最近ではマイクロRNA(miRNA)と呼ばれるRNAの働きが注目され始めています
「メッセンジャーRNA(mRNA)なら知っているけど、miRNAとは何?」と思われる方も多いかもしれません。そこで今回は、miRNAの概要をご説明します
目次
マイクロRNA(miRNA)とは?
現在は遺伝子の研究が進み、ヒトやマウスなどのDNAが解読されており、ヒトとマウスで共通する遺伝子は全体の99%にのぼり、病気に関わる遺伝子だけ見ても90%が共通していることがわかっています🐭
遺伝子がそれほど共通する部分が多いのに、ヒトとマウスでは姿かたちが全く異なるのは何故でしょうか?
前回のブログ「遺伝子について知っていますか?」の最後の部分で、遺伝子情報の中でタンパク質をコードしている部分は2~3%しかなく、他の97~98%の部分はよく分かっていないことをご紹介しました。
このよく分かっていないDNAの97~98%に存在するmiRNA情報が、ヒトとマウスを分けるカギとなるのではないかと考えられ始め、最近、miRNAは発生や形態形成のプロセスの中で細胞内の遺伝子発現に対してブレーキをかけるために存在しているということが分かってきました。
典型的なmiRNAは18~25塩基という小さな一本鎖のRNAで、hnRNAやmRNAのようにタンパク質をコードしていないためノンコーディングRNAに分類されています。
ヒトで見つかっているmiRNAは2,400種類を超えており、細胞や器官・臓器の分化だけでなく細胞のがん化にも深くかかわっていることが予想され、研究が進められています。
マイクロRNA(miRNA)のつくられ方と働き
miRNAは小さな1本鎖RNAですが、最初から小さな分子としてつくられるわけではなく、いくつかのプロセスを経て小さくなっていきます。
1.イントロンやDNAから作られる
DNAからhnRNAに遺伝情報が転写された後、スプライシングによってイントロンが外れてエクソンのみ残ってmRNAとなりますが、外れたイントロンの中にmiRNAとなるものがあります。
また、DNAから直接miRNAが転写される場合があります。
2.pri-miRNAからpre-miRNAへ
イントロンからできたmiRNAもDNAからできたmiRNAも数百~数千塩基の長さを持つRNAで、完全系のmiRNAではないためpri-miRNAと呼ばれます。

# [提供資料]
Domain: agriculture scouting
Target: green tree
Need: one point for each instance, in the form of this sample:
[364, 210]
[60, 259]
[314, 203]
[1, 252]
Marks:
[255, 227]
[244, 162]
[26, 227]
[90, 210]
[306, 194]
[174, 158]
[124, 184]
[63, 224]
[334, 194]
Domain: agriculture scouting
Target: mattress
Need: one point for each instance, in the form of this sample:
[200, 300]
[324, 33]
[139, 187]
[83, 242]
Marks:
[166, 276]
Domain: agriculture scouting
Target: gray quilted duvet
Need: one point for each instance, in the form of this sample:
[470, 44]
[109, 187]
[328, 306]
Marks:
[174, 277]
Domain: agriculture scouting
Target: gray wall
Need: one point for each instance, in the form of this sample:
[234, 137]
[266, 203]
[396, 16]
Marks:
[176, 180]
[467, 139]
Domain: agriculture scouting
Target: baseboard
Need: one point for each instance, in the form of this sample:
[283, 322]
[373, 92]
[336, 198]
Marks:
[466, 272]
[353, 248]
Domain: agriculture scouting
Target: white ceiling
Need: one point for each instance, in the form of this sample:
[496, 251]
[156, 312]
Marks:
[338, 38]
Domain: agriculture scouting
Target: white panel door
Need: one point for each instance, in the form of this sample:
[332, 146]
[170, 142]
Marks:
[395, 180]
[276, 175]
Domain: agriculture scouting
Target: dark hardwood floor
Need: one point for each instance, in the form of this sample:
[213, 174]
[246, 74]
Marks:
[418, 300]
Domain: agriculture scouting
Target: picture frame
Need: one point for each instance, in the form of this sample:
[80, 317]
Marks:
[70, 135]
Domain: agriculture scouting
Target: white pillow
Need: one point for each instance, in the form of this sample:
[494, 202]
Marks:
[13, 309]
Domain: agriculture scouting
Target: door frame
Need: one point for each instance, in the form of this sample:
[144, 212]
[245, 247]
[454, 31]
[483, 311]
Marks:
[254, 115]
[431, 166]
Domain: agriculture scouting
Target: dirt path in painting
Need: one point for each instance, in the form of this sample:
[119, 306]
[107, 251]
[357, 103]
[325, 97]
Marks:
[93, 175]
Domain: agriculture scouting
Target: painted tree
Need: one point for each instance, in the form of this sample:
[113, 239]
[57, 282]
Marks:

# [課題のねらい]
マイクロRNAの解説のうち、「ヒトで見つかっているmiRN」から「i-miRNAと呼ばれます。」までを一字一句違えずに書き写してください。 記録は、マイクロRNAの解説とは別個の資料です。

# [課題の解答]
ヒトで見つかっているmiRNAは2,400種類を超えており、細胞や器官・臓器の分化だけでなく細胞のがん化にも深くかかわっていることが予想され、研究が進められています。
マイクロRNA(miRNA)のつくられ方と働き
miRNAは小さな1本鎖RNAですが、最初から小さな分子としてつくられるわけではなく、いくつかのプロセスを経て小さくなっていきます。
1.イントロンやDNAから作られる
DNAからhnRNAに遺伝情報が転写された後、スプライシングによってイントロンが外れてエクソンのみ残ってmRNAとなりますが、外れたイントロンの中にmiRNAとなるものがあります。
また、DNAから直接miRNAが転写される場合があります。
2.pri-miRNAからpre-miRNAへ
イントロンからできたmiRNAもDNAからできたmiRNAも数百~数千塩基の長さを持つRNAで、完全系のmiRNAではないためpri-miRNAと呼ばれます。